→ AIM OF THE TASK
In the passage about the CDC's Covid death-count error, set down the words from "More than 72,277" up to and including "date of death.".

→ TEXT SHOWN
▼▼▼

The CDC had no interest in fixing the information until hacks from the Guardian looking into Covid mortality rates among children, uncovered the problem.
The CDC claimed that the problem was a "coding logic error" that had inadvertently added more than 72,000 Covid deaths of all ages to the data tracker.
The agency briefly noted the change in a footnote, although the note did not explain how the error occurred or how long it was in effect.
More than 72,277 deaths in all age groups reported across 26 states were removed from the tracker "because CDC's algorithm was accidentally counting deaths that were not Covid-19-related," Jasmine Reed, a spokesperson for the agency, told the Guardian.
It claimed that the problem stemmed from two questions the CDC asks of states and jurisdictions when they report fatalities, according to a source familiar with the issue.
One data field asks if a person died "from illness/complications of illness," and the field next to this asks for the date of death.
When the answer is yes, then the date of death should be provided. But a problem apparently arose if a respondent included the date of death in this field even when the answer was "no" or "unknown."
The CDC's system assumed that if a date was provided, then the "no" or "unknown" answer was an error, and the system switched the answer to "yes." This resulted in an overcount of deaths due to Covid in the demographic breakdown, and the error, once discovered, was corrected last week.

▲▲▲

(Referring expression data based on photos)
▼▼▼

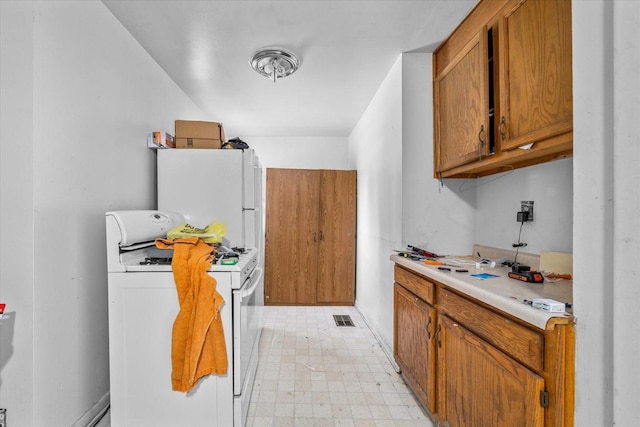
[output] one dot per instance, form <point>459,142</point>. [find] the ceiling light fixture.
<point>274,62</point>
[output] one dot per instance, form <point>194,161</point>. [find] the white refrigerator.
<point>207,185</point>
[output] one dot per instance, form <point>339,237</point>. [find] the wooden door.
<point>461,107</point>
<point>479,385</point>
<point>414,349</point>
<point>536,74</point>
<point>291,236</point>
<point>337,237</point>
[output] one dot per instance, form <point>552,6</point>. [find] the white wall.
<point>78,96</point>
<point>606,62</point>
<point>549,185</point>
<point>301,153</point>
<point>375,150</point>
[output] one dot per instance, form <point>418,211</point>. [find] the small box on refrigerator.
<point>159,139</point>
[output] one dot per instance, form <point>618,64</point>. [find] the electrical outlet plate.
<point>527,206</point>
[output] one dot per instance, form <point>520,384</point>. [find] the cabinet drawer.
<point>419,286</point>
<point>519,342</point>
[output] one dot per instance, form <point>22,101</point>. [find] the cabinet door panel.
<point>336,237</point>
<point>291,236</point>
<point>481,386</point>
<point>413,348</point>
<point>461,107</point>
<point>536,79</point>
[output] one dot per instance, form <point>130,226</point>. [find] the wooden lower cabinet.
<point>414,349</point>
<point>481,386</point>
<point>473,365</point>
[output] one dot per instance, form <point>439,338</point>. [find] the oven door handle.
<point>255,281</point>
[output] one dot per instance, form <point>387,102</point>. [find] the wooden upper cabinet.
<point>461,100</point>
<point>503,80</point>
<point>535,79</point>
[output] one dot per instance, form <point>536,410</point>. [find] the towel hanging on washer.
<point>197,344</point>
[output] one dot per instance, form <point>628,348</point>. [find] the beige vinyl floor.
<point>314,373</point>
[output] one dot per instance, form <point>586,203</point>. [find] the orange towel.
<point>197,344</point>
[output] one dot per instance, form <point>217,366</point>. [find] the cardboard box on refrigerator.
<point>194,134</point>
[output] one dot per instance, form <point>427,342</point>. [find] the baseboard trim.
<point>95,413</point>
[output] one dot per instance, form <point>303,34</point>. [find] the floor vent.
<point>343,320</point>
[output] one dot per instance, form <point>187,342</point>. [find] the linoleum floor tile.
<point>314,373</point>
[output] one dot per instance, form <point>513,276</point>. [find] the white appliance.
<point>214,185</point>
<point>143,305</point>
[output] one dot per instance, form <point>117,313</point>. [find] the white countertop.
<point>501,292</point>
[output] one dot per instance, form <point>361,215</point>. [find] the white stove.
<point>143,305</point>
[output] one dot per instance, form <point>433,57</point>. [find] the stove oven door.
<point>246,332</point>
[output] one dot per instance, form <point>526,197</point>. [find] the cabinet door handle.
<point>501,127</point>
<point>438,334</point>
<point>481,141</point>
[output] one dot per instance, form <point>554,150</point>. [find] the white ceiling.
<point>346,47</point>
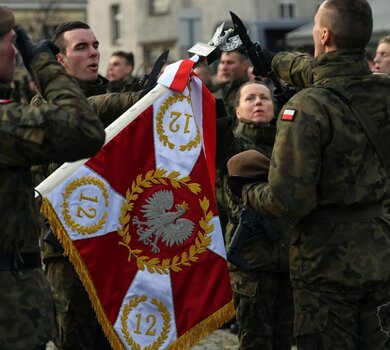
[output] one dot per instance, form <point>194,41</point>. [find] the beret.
<point>249,164</point>
<point>7,20</point>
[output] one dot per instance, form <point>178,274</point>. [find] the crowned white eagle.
<point>162,223</point>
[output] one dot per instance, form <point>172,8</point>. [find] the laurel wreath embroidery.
<point>133,303</point>
<point>73,225</point>
<point>160,125</point>
<point>202,241</point>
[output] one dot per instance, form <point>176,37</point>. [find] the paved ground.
<point>221,339</point>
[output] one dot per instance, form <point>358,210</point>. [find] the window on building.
<point>48,30</point>
<point>287,9</point>
<point>159,7</point>
<point>116,24</point>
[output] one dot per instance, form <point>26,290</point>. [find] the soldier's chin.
<point>91,77</point>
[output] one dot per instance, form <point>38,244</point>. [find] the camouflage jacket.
<point>295,69</point>
<point>65,129</point>
<point>259,251</point>
<point>108,107</point>
<point>323,162</point>
<point>227,93</point>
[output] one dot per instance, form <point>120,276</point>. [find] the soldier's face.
<point>118,69</point>
<point>8,54</point>
<point>82,55</point>
<point>318,32</point>
<point>255,104</point>
<point>382,58</point>
<point>231,66</point>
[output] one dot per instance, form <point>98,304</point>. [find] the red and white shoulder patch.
<point>288,114</point>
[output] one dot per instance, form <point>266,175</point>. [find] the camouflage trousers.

▲▲▲

→ EXPECTED ANSWER
More than 72,277 deaths in all age groups reported across 26 states were removed from the tracker "because CDC's algorithm was accidentally counting deaths that were not Covid-19-related," Jasmine Reed, a spokesperson for the agency, told the Guardian.
It claimed that the problem stemmed from two questions the CDC asks of states and jurisdictions when they report fatalities, according to a source familiar with the issue.
One data field asks if a person died "from illness/complications of illness," and the field next to this asks for the date of death.